(Region pointing data)
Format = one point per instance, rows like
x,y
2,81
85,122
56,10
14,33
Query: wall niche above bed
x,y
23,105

What the task asks:
From beginning to end, the data must be duplicated exactly.

Exercise output:
Format = one point per instance, rows like
x,y
2,81
85,122
56,10
14,33
Query: wall niche above bed
x,y
23,105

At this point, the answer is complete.